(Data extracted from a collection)
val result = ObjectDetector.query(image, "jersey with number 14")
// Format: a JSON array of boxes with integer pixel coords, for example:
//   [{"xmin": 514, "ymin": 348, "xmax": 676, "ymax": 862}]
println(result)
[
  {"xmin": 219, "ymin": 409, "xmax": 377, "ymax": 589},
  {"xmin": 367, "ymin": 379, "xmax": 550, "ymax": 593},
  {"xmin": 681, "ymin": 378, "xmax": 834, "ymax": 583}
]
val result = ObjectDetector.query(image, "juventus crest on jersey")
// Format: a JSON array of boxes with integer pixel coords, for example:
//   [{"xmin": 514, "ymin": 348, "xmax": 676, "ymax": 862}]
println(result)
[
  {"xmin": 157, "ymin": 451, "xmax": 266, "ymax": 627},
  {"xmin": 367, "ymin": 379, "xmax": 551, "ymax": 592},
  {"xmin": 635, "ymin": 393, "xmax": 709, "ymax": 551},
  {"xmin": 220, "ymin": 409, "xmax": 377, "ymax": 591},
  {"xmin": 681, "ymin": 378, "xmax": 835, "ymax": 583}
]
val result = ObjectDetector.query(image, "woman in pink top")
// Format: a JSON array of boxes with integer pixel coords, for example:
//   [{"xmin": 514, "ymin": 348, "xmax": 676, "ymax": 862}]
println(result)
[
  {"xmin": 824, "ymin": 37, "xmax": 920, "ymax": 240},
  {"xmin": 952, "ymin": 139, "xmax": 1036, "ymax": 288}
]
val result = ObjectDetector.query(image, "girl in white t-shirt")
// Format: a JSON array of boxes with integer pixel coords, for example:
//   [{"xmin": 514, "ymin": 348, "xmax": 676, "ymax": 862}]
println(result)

• **PROBLEM TO WORK ON**: Produce the entries above once more, identical in every detail.

• **RESULT OF THE EXERCISE**:
val result = ObjectDetector.query(image, "jersey with number 14")
// Format: a JSON array of boxes with integer pixel coords, for example:
//   [{"xmin": 514, "ymin": 348, "xmax": 676, "ymax": 862}]
println(result)
[
  {"xmin": 219, "ymin": 409, "xmax": 377, "ymax": 589},
  {"xmin": 367, "ymin": 379, "xmax": 550, "ymax": 593},
  {"xmin": 681, "ymin": 378, "xmax": 834, "ymax": 583}
]
val result = ObjectDetector.query(image, "juventus crest on jersey")
// Format: a JSON array of boxes with integer pixel coords, for example:
//   [{"xmin": 514, "ymin": 348, "xmax": 676, "ymax": 862}]
println(result)
[
  {"xmin": 157, "ymin": 451, "xmax": 266, "ymax": 627},
  {"xmin": 367, "ymin": 379, "xmax": 551, "ymax": 592},
  {"xmin": 635, "ymin": 393, "xmax": 709, "ymax": 551},
  {"xmin": 220, "ymin": 409, "xmax": 377, "ymax": 591},
  {"xmin": 681, "ymin": 378, "xmax": 835, "ymax": 583}
]
val result = ObjectDetector.query(image, "woman in pink top")
// Format: a JSON array of boxes with integer pixel coords, for example:
//   [{"xmin": 514, "ymin": 348, "xmax": 676, "ymax": 862}]
println(result)
[
  {"xmin": 824, "ymin": 37, "xmax": 920, "ymax": 240},
  {"xmin": 952, "ymin": 139, "xmax": 1036, "ymax": 288}
]
val result = ObjectDetector.query(image, "girl in white t-shirt")
// Format: a JSON array of boxes with integer pixel coords, for example:
//   [{"xmin": 514, "ymin": 348, "xmax": 676, "ymax": 862}]
println(result)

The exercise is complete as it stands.